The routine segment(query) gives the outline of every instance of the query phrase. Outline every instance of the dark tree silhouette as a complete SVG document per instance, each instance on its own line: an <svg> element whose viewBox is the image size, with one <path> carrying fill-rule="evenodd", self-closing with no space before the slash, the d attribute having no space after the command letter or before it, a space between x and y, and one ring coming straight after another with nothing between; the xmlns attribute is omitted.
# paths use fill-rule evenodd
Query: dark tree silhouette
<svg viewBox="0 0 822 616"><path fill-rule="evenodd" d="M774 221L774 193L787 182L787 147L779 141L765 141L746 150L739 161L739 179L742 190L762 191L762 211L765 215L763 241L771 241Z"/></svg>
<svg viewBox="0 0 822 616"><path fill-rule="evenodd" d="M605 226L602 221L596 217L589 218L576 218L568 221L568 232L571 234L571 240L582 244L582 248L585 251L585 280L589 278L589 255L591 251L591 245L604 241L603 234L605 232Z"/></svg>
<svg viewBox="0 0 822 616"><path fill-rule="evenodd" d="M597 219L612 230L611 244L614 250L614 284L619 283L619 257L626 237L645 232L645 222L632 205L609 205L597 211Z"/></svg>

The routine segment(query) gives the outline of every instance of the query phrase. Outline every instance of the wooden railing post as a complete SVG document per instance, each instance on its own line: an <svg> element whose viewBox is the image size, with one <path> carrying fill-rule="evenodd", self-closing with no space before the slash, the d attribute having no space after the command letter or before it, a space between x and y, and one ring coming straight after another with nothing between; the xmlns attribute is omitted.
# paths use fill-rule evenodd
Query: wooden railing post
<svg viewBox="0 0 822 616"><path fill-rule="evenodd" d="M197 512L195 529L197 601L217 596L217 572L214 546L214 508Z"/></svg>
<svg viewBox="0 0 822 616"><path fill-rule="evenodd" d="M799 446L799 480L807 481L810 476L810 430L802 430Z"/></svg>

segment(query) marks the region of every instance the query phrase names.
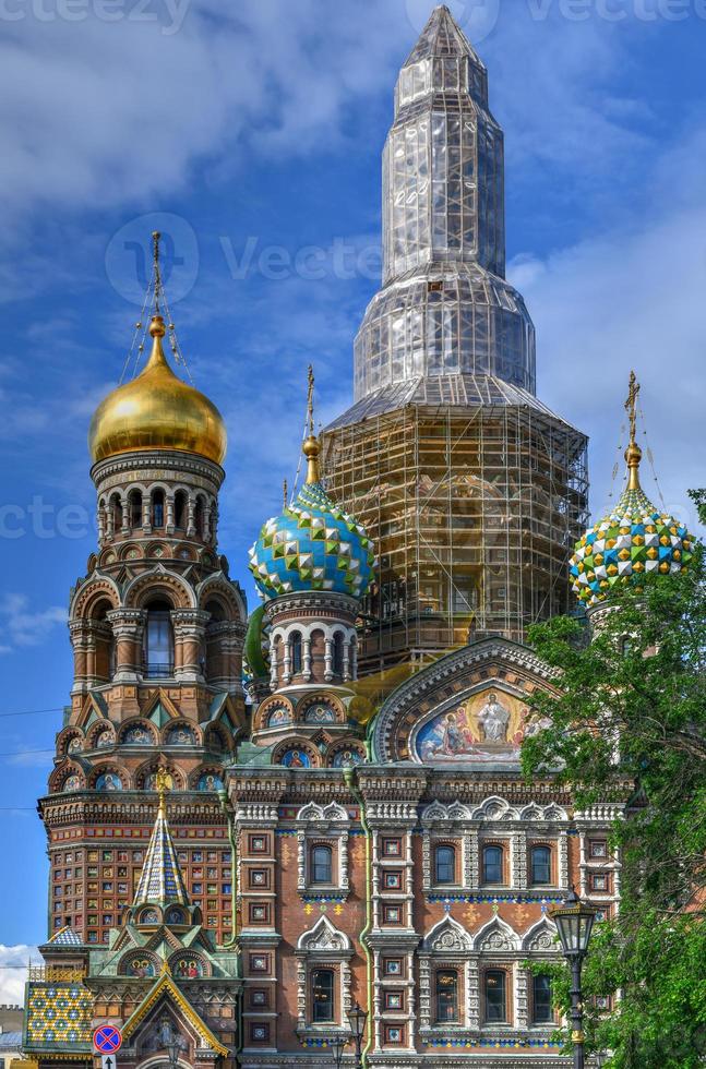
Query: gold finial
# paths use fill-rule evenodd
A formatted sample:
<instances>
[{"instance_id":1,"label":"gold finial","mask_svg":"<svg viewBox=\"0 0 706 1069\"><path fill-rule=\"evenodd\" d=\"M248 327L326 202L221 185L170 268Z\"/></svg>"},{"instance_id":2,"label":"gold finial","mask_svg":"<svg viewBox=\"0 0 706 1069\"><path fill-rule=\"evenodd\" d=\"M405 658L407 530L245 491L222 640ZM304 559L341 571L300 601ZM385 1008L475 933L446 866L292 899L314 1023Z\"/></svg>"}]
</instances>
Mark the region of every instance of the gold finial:
<instances>
[{"instance_id":1,"label":"gold finial","mask_svg":"<svg viewBox=\"0 0 706 1069\"><path fill-rule=\"evenodd\" d=\"M157 794L159 795L158 816L166 817L167 816L166 798L167 798L167 791L171 786L171 777L169 776L169 772L164 767L164 765L160 765L155 773L155 786L157 789Z\"/></svg>"},{"instance_id":2,"label":"gold finial","mask_svg":"<svg viewBox=\"0 0 706 1069\"><path fill-rule=\"evenodd\" d=\"M630 442L627 443L627 448L625 449L625 463L627 464L627 490L642 490L639 485L639 461L643 458L643 451L637 445L636 441L636 427L637 427L637 395L639 393L639 383L634 371L630 373L630 385L627 387L627 400L625 401L625 411L627 412L630 419Z\"/></svg>"},{"instance_id":3,"label":"gold finial","mask_svg":"<svg viewBox=\"0 0 706 1069\"><path fill-rule=\"evenodd\" d=\"M309 384L309 389L307 391L307 423L309 425L309 437L314 436L314 369L313 364L309 364L309 374L307 376L307 382Z\"/></svg>"},{"instance_id":4,"label":"gold finial","mask_svg":"<svg viewBox=\"0 0 706 1069\"><path fill-rule=\"evenodd\" d=\"M319 442L314 434L314 369L309 364L309 389L307 393L307 427L309 435L304 439L301 452L307 457L307 485L321 482L319 471Z\"/></svg>"},{"instance_id":5,"label":"gold finial","mask_svg":"<svg viewBox=\"0 0 706 1069\"><path fill-rule=\"evenodd\" d=\"M159 271L159 238L158 230L152 231L152 260L155 273L155 315L159 314L159 292L161 290L161 272ZM152 333L152 332L151 332Z\"/></svg>"}]
</instances>

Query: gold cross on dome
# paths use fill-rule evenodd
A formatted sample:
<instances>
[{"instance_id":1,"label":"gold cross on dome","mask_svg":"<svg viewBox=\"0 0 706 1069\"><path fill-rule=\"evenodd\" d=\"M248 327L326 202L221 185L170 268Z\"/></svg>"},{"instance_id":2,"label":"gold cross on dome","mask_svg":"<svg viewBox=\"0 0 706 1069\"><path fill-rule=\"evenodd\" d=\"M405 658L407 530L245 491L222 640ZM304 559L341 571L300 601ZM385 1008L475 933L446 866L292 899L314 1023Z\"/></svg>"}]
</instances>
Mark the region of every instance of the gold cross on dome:
<instances>
[{"instance_id":1,"label":"gold cross on dome","mask_svg":"<svg viewBox=\"0 0 706 1069\"><path fill-rule=\"evenodd\" d=\"M627 400L625 401L625 411L630 417L630 443L635 444L635 427L637 423L637 395L639 393L639 383L634 371L630 373L630 384L627 386Z\"/></svg>"}]
</instances>

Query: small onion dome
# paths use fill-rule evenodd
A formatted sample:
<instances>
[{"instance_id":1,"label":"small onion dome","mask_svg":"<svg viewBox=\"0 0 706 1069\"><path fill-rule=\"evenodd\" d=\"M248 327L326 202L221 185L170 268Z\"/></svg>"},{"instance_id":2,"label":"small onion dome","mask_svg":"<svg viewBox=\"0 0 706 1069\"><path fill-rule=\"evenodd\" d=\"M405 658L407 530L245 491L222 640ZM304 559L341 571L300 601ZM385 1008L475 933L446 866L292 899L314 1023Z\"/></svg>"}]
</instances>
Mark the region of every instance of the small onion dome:
<instances>
[{"instance_id":1,"label":"small onion dome","mask_svg":"<svg viewBox=\"0 0 706 1069\"><path fill-rule=\"evenodd\" d=\"M165 333L161 315L153 315L152 353L144 370L98 405L88 431L94 463L144 449L178 449L223 461L223 417L213 401L173 373L161 348Z\"/></svg>"},{"instance_id":2,"label":"small onion dome","mask_svg":"<svg viewBox=\"0 0 706 1069\"><path fill-rule=\"evenodd\" d=\"M307 482L294 504L268 519L250 549L249 567L263 598L332 590L362 598L375 555L366 531L338 508L320 482L319 442L303 444Z\"/></svg>"},{"instance_id":3,"label":"small onion dome","mask_svg":"<svg viewBox=\"0 0 706 1069\"><path fill-rule=\"evenodd\" d=\"M639 484L642 452L625 452L627 487L610 516L576 542L569 562L572 589L587 605L603 601L617 582L649 573L682 572L693 556L693 539L672 516L656 508Z\"/></svg>"}]
</instances>

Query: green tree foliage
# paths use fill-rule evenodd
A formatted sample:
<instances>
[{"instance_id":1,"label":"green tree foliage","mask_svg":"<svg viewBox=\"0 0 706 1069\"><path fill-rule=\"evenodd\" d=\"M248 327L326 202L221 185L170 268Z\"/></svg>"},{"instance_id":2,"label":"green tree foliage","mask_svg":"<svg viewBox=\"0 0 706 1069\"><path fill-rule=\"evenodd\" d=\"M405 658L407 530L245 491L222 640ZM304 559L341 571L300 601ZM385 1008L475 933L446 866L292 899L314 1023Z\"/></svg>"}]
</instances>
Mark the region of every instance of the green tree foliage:
<instances>
[{"instance_id":1,"label":"green tree foliage","mask_svg":"<svg viewBox=\"0 0 706 1069\"><path fill-rule=\"evenodd\" d=\"M706 492L692 496L706 519ZM681 575L611 594L590 642L569 617L530 633L560 689L537 700L551 728L525 743L525 774L558 770L578 807L625 803L621 910L584 968L588 1046L610 1069L706 1065L705 578L699 548ZM567 984L554 989L564 1008ZM594 997L617 993L599 1014Z\"/></svg>"}]
</instances>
• • • • •
§ **DO THIS**: Turn the records, from their first line through the line containing "446L799 480L807 481L810", both included, into a JSON list of strings with one string per line. Leave out blank lines.

§ **OUTPUT FOR THIS EXERCISE**:
[
  "The routine segment(query) gives the outline of every instance of the query phrase. Outline every instance of the dark tree silhouette as a complete SVG document per instance, each instance on its own line: an <svg> element whose viewBox is the image size, with one <path> carrying fill-rule=\"evenodd\", self-closing with no space before the slash, the d attribute having no space after the command letter or before it, a space between x and y, and one ring coming straight after another with nothing between; the xmlns attribute is omitted.",
  "# paths use fill-rule evenodd",
  "Query: dark tree silhouette",
  "<svg viewBox=\"0 0 822 616\"><path fill-rule=\"evenodd\" d=\"M774 221L774 193L787 182L787 147L779 141L765 141L746 150L739 161L739 179L742 190L762 191L762 211L765 215L763 241L771 241Z\"/></svg>",
  "<svg viewBox=\"0 0 822 616\"><path fill-rule=\"evenodd\" d=\"M605 226L602 221L596 217L589 218L576 218L568 221L568 232L571 234L571 240L582 244L582 248L585 251L585 280L589 278L589 255L591 251L591 245L604 241L603 234L605 232Z\"/></svg>",
  "<svg viewBox=\"0 0 822 616\"><path fill-rule=\"evenodd\" d=\"M597 219L612 230L611 244L614 250L614 284L619 283L619 257L626 237L645 232L645 222L632 205L609 205L597 211Z\"/></svg>",
  "The routine segment(query) gives the outline of every instance of the query phrase. Outline every instance of the wooden railing post as a complete SVG document per instance, each instance on its own line: an <svg> element whose viewBox is the image size, with one <path> carrying fill-rule=\"evenodd\", self-closing with no space before the slash, the d attribute having no space after the command letter or before it, a space between x and y, and one ring coming straight after another with nothing between; the xmlns attribute is omitted.",
  "# paths use fill-rule evenodd",
  "Query: wooden railing post",
  "<svg viewBox=\"0 0 822 616\"><path fill-rule=\"evenodd\" d=\"M197 512L195 529L197 601L217 596L217 572L214 546L214 508Z\"/></svg>",
  "<svg viewBox=\"0 0 822 616\"><path fill-rule=\"evenodd\" d=\"M799 446L799 480L807 481L810 476L810 430L802 430Z\"/></svg>"
]